Input material:

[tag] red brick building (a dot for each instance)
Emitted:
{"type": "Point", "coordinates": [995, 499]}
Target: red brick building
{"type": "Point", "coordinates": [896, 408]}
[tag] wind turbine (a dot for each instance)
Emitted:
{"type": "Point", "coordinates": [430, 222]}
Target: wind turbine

Your instructions:
Copy each line of the listing that contains the string "turbine".

Answer below:
[tag] wind turbine (a dot for each instance)
Target: wind turbine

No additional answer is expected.